[Records excerpted from a collection]

****************

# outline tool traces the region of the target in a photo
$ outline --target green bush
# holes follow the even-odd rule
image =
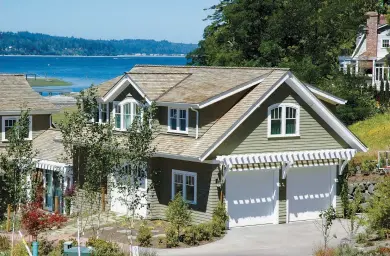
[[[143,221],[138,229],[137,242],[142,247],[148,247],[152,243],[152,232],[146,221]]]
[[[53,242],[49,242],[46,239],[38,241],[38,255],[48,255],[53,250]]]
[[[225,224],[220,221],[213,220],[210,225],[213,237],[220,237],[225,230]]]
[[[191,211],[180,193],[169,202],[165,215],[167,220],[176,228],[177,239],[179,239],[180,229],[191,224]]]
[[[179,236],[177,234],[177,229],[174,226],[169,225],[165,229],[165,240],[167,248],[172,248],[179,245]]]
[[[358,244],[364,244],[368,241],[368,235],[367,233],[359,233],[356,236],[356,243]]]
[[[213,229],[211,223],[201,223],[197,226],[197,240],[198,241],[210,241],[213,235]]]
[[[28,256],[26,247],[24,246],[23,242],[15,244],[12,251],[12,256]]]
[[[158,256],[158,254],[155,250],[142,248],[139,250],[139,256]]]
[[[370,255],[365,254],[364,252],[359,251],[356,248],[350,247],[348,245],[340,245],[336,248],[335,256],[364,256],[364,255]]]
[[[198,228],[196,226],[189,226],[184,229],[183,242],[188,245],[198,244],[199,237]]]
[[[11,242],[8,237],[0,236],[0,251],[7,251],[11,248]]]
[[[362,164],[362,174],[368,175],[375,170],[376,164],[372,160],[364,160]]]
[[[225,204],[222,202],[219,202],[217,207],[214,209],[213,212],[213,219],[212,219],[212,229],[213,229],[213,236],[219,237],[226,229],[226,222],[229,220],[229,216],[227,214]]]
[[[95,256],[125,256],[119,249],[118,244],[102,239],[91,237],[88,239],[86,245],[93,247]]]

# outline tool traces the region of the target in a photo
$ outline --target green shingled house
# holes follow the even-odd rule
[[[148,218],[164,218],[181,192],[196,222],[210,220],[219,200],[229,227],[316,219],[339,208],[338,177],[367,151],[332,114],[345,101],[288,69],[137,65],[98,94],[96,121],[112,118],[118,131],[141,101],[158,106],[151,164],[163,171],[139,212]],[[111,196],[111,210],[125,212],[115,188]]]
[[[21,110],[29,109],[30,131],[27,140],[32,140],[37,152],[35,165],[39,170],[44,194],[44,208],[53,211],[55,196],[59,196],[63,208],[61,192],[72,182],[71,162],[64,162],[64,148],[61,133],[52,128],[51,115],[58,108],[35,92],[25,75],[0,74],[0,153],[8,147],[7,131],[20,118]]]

****************

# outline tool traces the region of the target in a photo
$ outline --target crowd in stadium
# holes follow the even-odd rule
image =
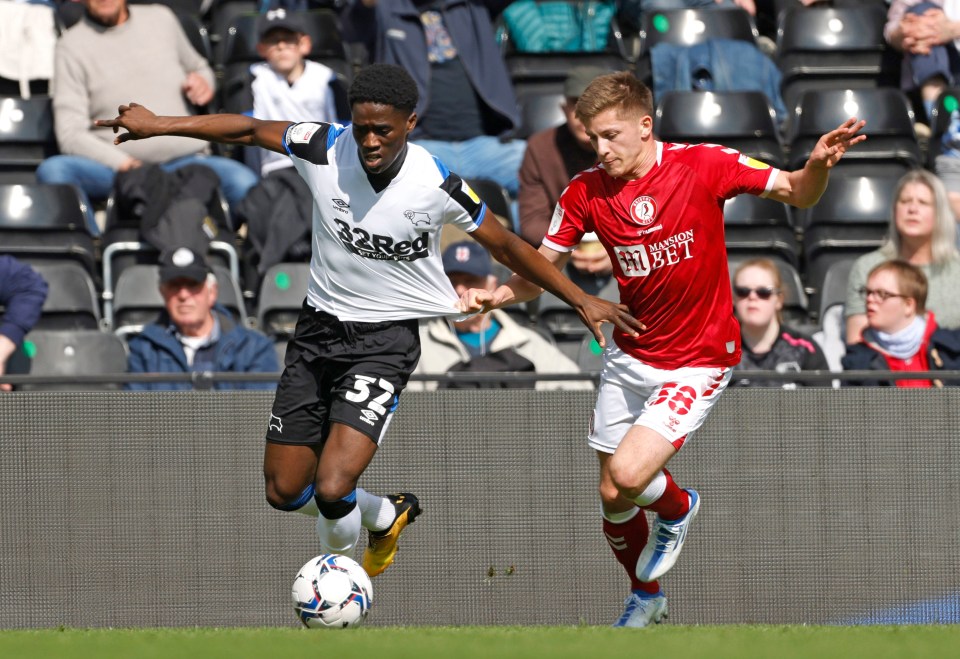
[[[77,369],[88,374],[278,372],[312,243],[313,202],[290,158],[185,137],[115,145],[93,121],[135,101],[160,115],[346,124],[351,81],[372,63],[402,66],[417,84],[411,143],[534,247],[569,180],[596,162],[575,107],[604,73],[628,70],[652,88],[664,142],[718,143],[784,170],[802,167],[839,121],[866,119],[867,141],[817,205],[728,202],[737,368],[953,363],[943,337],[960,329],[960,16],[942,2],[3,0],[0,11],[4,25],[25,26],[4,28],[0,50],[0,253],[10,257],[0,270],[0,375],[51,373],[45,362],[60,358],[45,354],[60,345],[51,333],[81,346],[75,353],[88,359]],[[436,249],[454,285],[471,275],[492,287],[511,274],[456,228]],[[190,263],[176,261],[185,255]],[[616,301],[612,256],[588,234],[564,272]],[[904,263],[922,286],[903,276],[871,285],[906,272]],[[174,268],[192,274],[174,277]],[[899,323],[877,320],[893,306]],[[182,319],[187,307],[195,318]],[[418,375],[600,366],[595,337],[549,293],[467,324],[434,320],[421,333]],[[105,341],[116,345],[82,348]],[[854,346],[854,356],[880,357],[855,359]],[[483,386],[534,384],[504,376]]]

****************

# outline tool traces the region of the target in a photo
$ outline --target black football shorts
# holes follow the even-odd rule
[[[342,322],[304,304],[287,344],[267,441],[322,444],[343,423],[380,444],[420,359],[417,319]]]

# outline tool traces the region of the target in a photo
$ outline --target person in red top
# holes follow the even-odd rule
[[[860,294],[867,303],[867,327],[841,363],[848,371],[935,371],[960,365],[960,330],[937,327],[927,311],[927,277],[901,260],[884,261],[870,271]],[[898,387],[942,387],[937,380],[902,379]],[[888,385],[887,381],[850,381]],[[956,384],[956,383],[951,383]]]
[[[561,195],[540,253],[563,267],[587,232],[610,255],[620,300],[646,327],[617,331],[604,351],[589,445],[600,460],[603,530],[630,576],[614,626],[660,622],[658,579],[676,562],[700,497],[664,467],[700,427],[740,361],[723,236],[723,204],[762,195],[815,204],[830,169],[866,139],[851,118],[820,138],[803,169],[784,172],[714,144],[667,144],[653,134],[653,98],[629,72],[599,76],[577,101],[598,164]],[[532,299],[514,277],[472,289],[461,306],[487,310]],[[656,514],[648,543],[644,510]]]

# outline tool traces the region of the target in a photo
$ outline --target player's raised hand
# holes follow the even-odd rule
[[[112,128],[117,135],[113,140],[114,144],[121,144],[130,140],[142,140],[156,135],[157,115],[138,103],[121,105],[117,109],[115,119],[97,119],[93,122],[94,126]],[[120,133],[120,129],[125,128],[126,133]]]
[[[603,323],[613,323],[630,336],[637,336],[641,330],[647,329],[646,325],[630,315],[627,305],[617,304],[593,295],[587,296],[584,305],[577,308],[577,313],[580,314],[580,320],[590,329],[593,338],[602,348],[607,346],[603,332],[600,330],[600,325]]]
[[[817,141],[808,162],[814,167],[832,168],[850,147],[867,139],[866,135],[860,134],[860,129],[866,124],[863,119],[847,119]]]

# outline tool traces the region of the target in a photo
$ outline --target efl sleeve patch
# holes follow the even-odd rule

****************

**EXERCISE PROMPT**
Report each line of the data that includes the string "green".

**WRITTEN RESPONSE**
$ outline --target green bush
$ outline --target green shingled house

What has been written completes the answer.